Passage shown >>
** BEGIN **
Your sure right though, having been a comm. fisherman out of Montauk Pt.,Ny for 20yrs, i know how atracted yellowjackets are to fish..! I'm sure going to give your method a try, never to old to learn a new trick...


----------



## Sherpa1 (Dec 10, 2005)

Thanks Kevin,
I am going to try to get some pictures up this weekend. I am working the late shift this week and won't have time until then. Your story reminds me of the time that my 12 yr old cousin stepped on a YJ nest. They chased him for over 1/4 mile. His Dad finally ripped the boys shirt off and the YJs were still attacking the shirt. He was stung over 20 times. Had to take a trip to the doctor for some shots. By the way, I have found that August is the worst month for YJ's attacking the hives. We used to always rob the hives in June or early July. They seemed to have the most brood during that time.


----------



## Robert Brenchley (Apr 23, 2000)

What species are they? I gather they're similar to our ground nesting wasps, but the way they're described, they sound a lot more defensive. A good solution to attacks on hives is to put them on screen bottoms, with permanently reduces entrances; nicve are about 3 1/2 inches wide and 1.4 inch high. Most of the wasps end up trying to get in through the mesh, while those that do find the right way in get massacred. I've often got more dead wasps than bees outside hives.


----------
** END **
Stored dataset items >>
** BEGIN **
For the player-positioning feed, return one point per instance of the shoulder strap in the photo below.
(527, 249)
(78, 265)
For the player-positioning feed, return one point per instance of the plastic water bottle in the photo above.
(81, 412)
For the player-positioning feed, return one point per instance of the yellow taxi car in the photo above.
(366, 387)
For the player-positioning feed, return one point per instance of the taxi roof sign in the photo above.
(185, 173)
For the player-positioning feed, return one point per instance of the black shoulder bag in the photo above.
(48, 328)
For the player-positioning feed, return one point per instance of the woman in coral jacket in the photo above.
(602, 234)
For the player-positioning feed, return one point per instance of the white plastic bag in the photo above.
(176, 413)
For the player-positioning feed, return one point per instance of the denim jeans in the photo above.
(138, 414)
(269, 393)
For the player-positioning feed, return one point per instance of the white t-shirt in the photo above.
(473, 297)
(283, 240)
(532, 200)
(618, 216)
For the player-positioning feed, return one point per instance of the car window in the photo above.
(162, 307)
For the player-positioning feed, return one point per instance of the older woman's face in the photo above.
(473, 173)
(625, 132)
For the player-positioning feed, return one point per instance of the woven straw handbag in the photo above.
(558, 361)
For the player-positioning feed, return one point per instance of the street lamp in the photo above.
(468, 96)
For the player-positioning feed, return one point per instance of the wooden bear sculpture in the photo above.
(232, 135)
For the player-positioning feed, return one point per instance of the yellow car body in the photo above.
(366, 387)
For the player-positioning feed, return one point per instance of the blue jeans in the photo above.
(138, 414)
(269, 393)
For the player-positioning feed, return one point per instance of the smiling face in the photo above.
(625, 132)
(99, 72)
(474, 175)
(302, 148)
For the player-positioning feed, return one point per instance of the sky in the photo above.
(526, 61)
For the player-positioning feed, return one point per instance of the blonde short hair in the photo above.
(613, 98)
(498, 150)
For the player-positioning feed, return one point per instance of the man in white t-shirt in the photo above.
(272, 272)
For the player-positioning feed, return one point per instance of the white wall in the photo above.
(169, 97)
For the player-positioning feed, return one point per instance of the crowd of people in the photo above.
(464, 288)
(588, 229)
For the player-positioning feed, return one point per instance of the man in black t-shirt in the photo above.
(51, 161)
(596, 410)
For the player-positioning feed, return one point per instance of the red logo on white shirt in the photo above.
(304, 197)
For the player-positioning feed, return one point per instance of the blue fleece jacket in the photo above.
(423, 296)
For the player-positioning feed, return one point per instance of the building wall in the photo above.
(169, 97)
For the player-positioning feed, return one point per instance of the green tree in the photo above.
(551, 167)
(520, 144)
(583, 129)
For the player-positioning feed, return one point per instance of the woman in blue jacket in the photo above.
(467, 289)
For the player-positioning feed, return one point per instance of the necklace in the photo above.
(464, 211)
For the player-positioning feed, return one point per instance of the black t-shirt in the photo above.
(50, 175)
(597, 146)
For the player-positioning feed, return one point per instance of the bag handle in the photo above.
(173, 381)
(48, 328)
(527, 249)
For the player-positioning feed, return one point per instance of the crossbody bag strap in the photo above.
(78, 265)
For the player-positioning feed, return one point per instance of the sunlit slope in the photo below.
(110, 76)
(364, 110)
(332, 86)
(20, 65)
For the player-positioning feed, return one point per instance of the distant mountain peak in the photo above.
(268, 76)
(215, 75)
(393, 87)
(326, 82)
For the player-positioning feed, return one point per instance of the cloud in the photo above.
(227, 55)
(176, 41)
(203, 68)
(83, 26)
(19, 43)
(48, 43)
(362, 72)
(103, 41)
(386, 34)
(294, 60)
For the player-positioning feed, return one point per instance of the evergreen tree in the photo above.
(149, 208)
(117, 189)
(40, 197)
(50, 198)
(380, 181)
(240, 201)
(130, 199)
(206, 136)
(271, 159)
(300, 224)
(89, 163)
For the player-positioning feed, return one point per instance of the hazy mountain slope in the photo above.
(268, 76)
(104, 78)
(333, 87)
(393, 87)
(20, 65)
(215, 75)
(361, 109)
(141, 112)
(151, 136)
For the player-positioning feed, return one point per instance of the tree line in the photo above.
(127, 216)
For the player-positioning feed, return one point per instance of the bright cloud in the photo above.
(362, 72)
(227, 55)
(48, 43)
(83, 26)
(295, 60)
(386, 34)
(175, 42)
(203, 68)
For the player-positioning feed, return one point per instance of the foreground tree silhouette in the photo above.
** END **
Your tasks >>
A. In the yellowjacket thread above, revise the part that opens with the words containing "Your sure right" and closes with "during that time.", replacing "hives" with "colonies".
B. List every month named in the body of Sherpa1's post in the yellowjacket thread above.

Task-by-task results >>
A.
Your sure right though, having been a comm. fisherman out of Montauk Pt.,Ny for 20yrs, i know how atracted yellowjackets are to fish..! I'm sure going to give your method a try, never to old to learn a new trick...


----------



## Sherpa1 (Dec 10, 2005)

Thanks Kevin,
I am going to try to get some pictures up this weekend. I am working the late shift this week and won't have time until then. Your story reminds me of the time that my 12 yr old cousin stepped on a YJ nest. They chased him for over 1/4 mile. His Dad finally ripped the boys shirt off and the YJs were still attacking the shirt. He was stung over 20 times. Had to take a trip to the doctor for some shots. By the way, I have found that August is the worst month for YJ's attacking the colonies. We used to always rob the colonies in June or early July. They seemed to have the most brood during that time.

B. August, June, July